Duolingo: Machine Learning Our Forgetfulness

Duolingo is using machine learning to build a fun, personalized, and effective language learning experience.

Duolingo: Machine Learning Our Forgetfulness

Luis von Ahn and Severin Hacker launched Duolingo in 2012 with the goal of revolutionizing language learning. In a 2014 interview with The Guardian, von Ahn explained his motivation:

“What I wanted to do was create a way to learn languages for free. If you look at language learning in the world, there are 1.2 billion people learning a foreign language and two thirds of those people are learning English so they can get a better job and earn more. The problem is that they don’t have equity and most language courses cost a lot of money”[1].

While there were language learning apps on the market before Duolingo, they tended to struggle with retaining users long-term. Von Ahn estimated that Busuu, a leading online language learning service that included a free option, had only 5% of users sticking with it long-term [2]. Busuu, Babbel, and other competitors were good ways to get started, but for most users they didn’t fully replace more expensive in-person language learning classes.

[A block of data]

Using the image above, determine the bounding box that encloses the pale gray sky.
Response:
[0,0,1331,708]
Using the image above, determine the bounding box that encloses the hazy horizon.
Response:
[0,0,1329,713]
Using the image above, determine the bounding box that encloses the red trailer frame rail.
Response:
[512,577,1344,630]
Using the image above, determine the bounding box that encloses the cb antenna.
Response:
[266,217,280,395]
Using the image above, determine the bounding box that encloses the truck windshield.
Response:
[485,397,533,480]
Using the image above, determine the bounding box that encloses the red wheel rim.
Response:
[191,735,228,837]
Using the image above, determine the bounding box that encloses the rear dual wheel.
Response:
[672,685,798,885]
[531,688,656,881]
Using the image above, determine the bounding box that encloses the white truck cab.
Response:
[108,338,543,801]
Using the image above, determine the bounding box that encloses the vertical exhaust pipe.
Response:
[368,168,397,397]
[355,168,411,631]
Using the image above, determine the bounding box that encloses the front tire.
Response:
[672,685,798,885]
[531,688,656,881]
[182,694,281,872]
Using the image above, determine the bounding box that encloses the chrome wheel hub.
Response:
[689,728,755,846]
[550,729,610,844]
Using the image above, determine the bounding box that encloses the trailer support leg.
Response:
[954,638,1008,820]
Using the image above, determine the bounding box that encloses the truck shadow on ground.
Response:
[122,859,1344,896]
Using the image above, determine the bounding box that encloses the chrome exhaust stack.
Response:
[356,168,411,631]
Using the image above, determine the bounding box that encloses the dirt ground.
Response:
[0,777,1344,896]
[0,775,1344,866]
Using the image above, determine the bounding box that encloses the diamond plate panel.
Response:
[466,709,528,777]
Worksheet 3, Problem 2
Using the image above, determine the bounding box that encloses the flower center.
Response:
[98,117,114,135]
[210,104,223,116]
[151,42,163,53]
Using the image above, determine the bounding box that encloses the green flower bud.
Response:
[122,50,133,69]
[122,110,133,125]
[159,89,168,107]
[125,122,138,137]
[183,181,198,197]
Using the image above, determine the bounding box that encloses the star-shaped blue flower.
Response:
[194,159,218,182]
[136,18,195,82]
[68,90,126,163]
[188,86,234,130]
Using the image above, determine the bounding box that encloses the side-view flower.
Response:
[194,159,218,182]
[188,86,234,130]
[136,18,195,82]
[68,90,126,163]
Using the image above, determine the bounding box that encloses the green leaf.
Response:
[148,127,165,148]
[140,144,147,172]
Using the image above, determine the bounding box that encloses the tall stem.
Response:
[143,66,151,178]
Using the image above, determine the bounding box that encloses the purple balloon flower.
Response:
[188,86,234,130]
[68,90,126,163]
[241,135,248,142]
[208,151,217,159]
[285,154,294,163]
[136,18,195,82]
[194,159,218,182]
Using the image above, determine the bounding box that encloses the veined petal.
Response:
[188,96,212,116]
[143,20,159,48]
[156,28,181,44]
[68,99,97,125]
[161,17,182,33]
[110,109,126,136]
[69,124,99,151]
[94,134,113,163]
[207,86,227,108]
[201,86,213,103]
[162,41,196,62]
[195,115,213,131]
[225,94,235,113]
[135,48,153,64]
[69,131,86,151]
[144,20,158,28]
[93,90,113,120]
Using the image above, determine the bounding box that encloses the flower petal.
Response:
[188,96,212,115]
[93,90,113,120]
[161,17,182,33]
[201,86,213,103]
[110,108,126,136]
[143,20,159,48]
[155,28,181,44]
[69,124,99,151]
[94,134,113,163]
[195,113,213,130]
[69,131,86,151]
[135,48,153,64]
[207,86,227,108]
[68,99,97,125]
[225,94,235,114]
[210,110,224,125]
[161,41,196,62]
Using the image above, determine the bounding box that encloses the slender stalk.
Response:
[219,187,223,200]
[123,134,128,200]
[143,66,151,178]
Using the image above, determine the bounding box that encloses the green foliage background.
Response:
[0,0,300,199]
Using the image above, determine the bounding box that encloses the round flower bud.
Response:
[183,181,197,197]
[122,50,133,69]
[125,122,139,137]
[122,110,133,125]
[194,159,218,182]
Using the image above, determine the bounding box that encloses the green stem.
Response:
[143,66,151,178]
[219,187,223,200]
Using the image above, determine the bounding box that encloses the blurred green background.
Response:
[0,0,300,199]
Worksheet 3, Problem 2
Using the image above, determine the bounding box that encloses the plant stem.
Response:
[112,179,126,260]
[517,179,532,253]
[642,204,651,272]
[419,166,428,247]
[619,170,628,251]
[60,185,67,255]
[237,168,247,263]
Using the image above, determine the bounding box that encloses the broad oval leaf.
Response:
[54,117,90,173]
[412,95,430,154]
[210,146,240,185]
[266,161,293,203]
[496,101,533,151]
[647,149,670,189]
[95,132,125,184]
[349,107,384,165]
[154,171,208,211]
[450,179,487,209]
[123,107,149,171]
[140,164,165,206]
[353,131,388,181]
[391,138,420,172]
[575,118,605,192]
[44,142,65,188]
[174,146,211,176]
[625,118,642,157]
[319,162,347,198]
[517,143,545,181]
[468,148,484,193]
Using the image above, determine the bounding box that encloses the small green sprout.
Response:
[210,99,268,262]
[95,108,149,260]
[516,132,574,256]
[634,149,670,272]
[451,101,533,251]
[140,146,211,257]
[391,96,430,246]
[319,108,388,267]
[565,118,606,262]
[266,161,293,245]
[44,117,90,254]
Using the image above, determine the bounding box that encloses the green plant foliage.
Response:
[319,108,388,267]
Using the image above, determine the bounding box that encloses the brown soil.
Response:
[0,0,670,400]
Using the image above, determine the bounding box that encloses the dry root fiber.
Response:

Directive - In the Duolingo article, what share of Busuu users did von Ahn estimate stayed with it long-term?

Solution to this exercise - Only 5%.